▶ **What you are asked to do**
Produce an exact copy of the lines from the line that contains "of the staircase" to the end of the listing below.

▶ **Input data**
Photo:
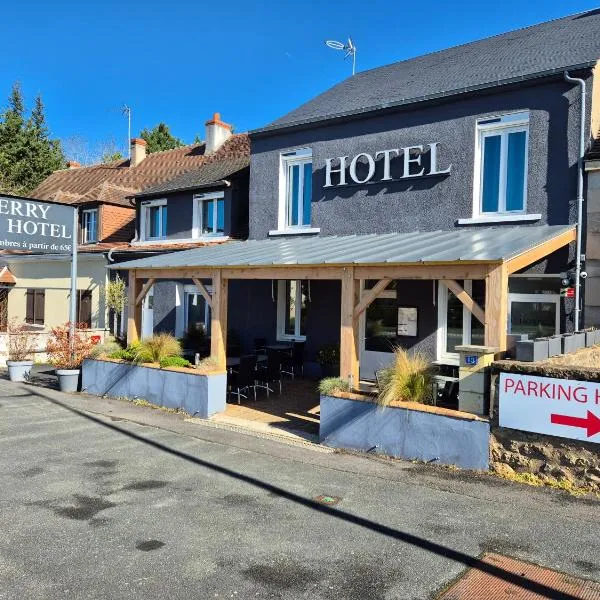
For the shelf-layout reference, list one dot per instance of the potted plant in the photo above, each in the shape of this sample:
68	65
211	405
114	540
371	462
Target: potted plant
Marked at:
67	354
329	360
22	343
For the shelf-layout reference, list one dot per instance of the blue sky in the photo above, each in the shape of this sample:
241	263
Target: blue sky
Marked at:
252	61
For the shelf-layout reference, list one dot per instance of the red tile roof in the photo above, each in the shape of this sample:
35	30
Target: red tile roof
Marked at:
115	182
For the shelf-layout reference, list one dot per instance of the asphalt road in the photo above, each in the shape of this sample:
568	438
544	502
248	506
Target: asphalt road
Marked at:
103	499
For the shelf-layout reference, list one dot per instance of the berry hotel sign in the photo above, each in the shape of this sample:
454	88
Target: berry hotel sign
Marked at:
34	226
561	407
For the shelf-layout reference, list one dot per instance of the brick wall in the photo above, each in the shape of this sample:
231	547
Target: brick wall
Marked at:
117	223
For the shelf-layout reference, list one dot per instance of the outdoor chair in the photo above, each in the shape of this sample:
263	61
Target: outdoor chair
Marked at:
270	373
243	378
260	346
294	362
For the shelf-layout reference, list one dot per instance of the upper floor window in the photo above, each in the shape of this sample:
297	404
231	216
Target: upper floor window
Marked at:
209	214
89	226
154	220
295	189
501	165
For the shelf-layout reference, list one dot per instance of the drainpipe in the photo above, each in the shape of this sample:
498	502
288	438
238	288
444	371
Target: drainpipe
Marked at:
581	84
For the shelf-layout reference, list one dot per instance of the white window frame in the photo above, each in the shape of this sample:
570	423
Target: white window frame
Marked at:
198	225
443	356
144	215
85	215
281	302
299	157
499	125
187	291
533	298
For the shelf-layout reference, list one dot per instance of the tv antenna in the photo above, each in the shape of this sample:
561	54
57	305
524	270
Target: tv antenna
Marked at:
349	48
125	110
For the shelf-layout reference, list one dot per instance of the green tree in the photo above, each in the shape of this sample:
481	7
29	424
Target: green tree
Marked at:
160	138
27	154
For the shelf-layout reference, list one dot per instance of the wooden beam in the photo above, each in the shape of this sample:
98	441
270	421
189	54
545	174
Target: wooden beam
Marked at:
370	295
218	323
134	311
464	297
203	291
541	251
349	355
145	289
496	308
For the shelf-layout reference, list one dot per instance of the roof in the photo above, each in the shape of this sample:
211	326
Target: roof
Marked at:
551	47
208	175
487	244
115	182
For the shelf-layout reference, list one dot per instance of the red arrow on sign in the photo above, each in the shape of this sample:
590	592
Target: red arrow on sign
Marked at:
591	422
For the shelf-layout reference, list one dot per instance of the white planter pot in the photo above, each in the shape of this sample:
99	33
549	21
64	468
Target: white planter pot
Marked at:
68	379
18	370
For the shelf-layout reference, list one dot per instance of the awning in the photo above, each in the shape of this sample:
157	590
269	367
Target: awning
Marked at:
469	245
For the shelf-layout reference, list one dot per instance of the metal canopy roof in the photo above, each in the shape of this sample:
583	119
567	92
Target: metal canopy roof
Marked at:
487	244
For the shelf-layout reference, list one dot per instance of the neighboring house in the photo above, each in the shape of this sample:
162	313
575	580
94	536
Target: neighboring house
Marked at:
205	206
443	160
103	195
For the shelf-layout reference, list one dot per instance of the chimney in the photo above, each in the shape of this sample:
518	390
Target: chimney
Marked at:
138	151
216	133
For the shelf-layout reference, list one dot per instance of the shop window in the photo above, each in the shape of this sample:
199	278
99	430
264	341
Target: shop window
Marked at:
292	308
209	214
84	307
154	219
456	324
89	226
296	189
501	165
35	304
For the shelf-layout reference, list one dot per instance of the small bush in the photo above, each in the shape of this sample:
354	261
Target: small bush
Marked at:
407	380
331	385
174	361
157	347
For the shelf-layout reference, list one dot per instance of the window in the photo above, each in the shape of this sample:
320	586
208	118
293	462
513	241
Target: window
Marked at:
89	226
456	324
296	189
292	306
84	307
501	165
209	214
154	220
35	301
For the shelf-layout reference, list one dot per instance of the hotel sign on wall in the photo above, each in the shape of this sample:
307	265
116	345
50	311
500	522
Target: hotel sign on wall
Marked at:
397	164
561	407
34	226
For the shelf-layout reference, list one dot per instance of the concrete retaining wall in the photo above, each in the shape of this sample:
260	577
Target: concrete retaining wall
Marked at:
405	432
199	395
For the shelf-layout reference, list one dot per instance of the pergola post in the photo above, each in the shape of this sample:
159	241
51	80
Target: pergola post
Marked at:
134	309
496	307
218	323
349	355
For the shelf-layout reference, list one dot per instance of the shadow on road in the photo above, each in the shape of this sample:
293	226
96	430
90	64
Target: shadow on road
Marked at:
407	538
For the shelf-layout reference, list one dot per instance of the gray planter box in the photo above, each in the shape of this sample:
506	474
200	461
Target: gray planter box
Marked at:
532	350
573	342
555	345
197	394
408	433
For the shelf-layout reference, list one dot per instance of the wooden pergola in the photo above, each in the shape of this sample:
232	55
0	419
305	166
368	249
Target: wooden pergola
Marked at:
494	315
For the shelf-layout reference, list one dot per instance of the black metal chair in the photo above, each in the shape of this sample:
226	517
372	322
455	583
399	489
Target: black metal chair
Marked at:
260	346
243	378
294	362
270	373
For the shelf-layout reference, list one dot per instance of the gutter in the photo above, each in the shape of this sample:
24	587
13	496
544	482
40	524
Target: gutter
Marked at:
366	111
580	167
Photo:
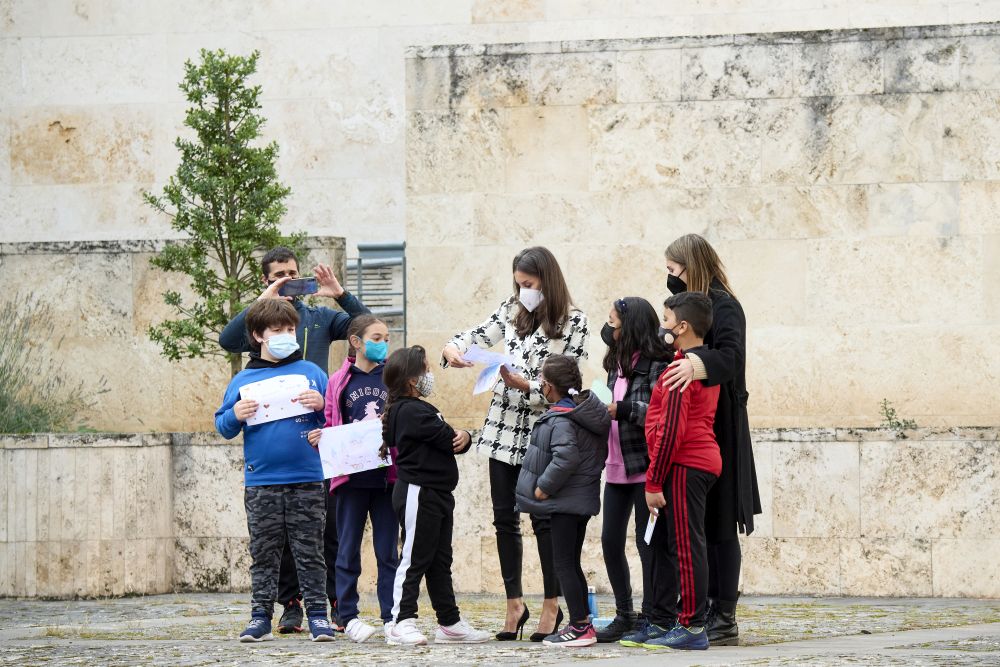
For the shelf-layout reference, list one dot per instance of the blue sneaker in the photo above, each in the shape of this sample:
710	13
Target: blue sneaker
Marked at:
642	634
681	638
259	630
320	629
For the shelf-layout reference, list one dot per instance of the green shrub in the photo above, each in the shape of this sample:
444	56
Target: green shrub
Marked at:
35	395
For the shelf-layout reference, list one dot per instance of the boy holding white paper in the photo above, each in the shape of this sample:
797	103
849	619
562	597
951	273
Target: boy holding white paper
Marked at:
283	475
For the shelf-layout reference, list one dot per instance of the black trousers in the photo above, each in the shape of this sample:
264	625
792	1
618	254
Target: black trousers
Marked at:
680	552
507	522
288	580
619	502
568	534
427	519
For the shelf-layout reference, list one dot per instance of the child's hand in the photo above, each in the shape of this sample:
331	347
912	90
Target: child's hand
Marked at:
461	441
245	409
312	399
654	501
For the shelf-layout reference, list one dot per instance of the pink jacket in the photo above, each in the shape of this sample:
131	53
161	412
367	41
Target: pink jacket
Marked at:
334	388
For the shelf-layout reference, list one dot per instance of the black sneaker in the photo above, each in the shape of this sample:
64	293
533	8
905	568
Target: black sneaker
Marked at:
616	629
291	619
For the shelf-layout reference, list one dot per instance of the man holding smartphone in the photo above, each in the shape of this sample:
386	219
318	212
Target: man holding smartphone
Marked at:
318	327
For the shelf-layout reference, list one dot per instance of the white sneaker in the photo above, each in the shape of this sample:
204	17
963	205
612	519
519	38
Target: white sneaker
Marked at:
460	633
405	633
358	630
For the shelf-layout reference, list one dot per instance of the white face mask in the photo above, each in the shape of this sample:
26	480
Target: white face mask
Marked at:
530	298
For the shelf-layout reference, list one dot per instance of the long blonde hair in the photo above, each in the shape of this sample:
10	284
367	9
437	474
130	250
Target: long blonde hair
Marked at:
700	261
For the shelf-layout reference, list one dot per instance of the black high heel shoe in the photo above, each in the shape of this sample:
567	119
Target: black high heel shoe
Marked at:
540	636
519	632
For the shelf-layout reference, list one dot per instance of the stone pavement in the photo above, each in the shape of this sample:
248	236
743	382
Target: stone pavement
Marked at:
200	629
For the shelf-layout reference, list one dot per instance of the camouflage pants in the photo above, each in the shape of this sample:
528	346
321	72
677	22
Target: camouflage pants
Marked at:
300	511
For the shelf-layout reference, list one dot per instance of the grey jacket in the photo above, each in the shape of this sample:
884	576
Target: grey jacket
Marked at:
565	460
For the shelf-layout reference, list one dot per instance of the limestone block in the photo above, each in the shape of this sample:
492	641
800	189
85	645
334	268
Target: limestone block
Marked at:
457	151
686	145
840	68
54	145
428	83
816	490
779	300
979	63
971	135
491	11
649	76
440	220
909	209
211	564
208	510
796	566
489	81
739	72
953	289
347	139
922	65
543	219
573	79
938	489
64	71
866	139
549	149
966	568
886	567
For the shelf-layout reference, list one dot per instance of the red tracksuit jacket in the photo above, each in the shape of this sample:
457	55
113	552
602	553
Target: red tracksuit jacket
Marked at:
680	431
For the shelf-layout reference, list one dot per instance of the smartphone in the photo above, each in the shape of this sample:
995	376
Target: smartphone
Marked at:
299	287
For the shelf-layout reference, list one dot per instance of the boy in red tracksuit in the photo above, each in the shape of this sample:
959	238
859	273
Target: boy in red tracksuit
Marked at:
684	462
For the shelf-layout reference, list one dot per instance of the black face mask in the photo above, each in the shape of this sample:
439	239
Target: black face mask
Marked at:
608	334
675	284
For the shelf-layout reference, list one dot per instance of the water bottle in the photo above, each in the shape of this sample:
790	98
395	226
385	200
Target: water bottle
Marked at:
592	602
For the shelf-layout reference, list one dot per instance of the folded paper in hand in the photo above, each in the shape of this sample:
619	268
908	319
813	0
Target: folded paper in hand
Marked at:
352	448
494	361
277	398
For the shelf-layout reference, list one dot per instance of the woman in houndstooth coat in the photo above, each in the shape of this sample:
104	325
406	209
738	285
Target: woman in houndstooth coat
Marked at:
538	321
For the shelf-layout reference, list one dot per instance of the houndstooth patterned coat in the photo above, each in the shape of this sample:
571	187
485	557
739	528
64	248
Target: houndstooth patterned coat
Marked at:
507	431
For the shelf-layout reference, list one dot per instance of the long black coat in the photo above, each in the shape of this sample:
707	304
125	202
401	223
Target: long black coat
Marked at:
734	499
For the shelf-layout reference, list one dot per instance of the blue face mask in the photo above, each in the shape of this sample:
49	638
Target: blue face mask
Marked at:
281	345
376	352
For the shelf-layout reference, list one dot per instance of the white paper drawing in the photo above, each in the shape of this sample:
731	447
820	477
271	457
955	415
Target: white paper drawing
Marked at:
277	398
351	448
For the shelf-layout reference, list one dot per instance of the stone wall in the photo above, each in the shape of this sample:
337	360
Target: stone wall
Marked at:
846	512
89	106
104	295
847	178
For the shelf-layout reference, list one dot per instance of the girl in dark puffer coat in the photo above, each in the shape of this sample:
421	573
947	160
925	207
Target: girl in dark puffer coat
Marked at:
561	478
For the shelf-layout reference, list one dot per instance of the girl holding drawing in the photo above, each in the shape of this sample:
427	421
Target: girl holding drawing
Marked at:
356	393
537	321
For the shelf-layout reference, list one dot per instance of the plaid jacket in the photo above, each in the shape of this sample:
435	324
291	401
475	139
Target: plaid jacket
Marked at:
507	430
632	413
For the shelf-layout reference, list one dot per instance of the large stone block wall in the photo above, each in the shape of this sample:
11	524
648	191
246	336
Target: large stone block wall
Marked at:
846	512
103	296
848	179
89	105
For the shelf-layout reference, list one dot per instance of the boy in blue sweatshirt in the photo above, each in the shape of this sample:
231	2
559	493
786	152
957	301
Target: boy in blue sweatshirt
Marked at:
284	494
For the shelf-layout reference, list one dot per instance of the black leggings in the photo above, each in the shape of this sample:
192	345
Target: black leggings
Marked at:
568	533
724	561
507	521
619	501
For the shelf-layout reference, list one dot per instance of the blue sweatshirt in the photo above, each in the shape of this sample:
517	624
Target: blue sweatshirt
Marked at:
318	327
276	452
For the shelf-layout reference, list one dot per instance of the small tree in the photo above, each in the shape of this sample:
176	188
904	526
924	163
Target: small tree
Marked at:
226	198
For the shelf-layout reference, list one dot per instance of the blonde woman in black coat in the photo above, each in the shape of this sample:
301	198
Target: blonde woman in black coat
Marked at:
693	265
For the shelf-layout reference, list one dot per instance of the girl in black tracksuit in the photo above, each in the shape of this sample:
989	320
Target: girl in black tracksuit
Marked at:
423	499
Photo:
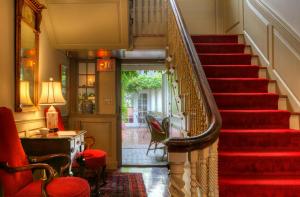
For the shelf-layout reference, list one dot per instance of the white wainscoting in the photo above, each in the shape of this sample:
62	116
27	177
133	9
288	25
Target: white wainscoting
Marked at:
277	46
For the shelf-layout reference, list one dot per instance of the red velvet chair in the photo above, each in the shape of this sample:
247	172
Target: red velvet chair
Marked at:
89	160
15	171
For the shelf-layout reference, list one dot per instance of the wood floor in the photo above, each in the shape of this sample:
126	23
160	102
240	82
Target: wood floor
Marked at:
156	179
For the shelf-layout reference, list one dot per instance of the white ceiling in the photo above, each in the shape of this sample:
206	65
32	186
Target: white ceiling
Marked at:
87	24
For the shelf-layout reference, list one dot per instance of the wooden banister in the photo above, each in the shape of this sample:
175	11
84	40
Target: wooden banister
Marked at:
210	134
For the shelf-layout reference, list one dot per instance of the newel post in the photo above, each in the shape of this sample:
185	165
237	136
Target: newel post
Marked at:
176	184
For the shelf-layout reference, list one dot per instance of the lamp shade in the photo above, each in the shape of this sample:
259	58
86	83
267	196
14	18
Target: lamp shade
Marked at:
25	93
51	94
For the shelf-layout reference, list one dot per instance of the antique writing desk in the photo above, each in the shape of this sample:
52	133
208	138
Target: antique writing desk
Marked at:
67	142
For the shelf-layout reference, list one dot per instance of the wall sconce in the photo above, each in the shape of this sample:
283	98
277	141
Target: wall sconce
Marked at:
105	65
103	53
51	95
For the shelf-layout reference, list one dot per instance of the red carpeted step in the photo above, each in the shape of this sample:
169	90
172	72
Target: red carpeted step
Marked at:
215	38
246	100
259	163
231	71
258	154
225	58
279	187
238	85
259	140
219	48
255	119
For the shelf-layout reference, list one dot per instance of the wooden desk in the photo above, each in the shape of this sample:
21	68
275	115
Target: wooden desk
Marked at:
38	145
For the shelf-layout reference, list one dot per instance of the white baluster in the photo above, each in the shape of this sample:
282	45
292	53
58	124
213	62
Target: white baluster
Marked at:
193	165
203	171
213	170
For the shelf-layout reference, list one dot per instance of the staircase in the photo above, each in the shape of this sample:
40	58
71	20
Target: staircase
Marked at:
259	155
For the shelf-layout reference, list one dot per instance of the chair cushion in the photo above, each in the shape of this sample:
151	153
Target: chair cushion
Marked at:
58	187
155	124
94	158
11	151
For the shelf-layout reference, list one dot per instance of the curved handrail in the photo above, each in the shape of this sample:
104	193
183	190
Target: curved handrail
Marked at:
211	134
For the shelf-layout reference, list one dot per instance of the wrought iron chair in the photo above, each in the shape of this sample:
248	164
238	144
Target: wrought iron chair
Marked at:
159	132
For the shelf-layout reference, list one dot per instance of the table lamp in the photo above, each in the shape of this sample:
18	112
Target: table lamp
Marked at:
25	98
51	95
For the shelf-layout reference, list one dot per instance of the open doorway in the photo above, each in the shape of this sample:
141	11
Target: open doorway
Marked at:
144	93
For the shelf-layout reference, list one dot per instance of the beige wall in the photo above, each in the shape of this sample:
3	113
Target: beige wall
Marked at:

▶ **Written answer**
For the shelf-layout reference, list one dot per instance of the staircase in the photo above, each in the shape of this sample:
40	58
71	20
Target: staircase
Marked at:
259	155
For the shelf-layout reference, list one dot per instance of the chair cushion in the photo above, each in the shape of this sample:
151	153
Target: chair cushion
Marked at:
58	187
155	124
94	158
11	151
For the shelf-layout reference, list one dot per instance of the curved handrail in the photo above, each in the shape of this sample:
104	193
183	190
Target: curved handrail
Marked at:
211	134
For the shelf-layout reference, list one dot per instance of the wrought iron chair in the photo above, each in the shape of this sample:
248	164
238	144
Target: wrought iron chair
Marked at:
159	132
For the shelf-layout reference, list one dot per instance of the table lamp in the photo above, each in the shape of this sample:
18	112
Target: table lamp
Marked at:
25	98
51	95
For the shelf-layout reference, list one dot per instance of the open doorway in the photo above, each in the shape of this sample:
141	11
Target: open doorway
Marked at:
144	93
For the shelf-layout reference, list one dot per instance of the beige wall in the photo above, each in the shape of this sample:
3	113
Target: beige wall
Marked at:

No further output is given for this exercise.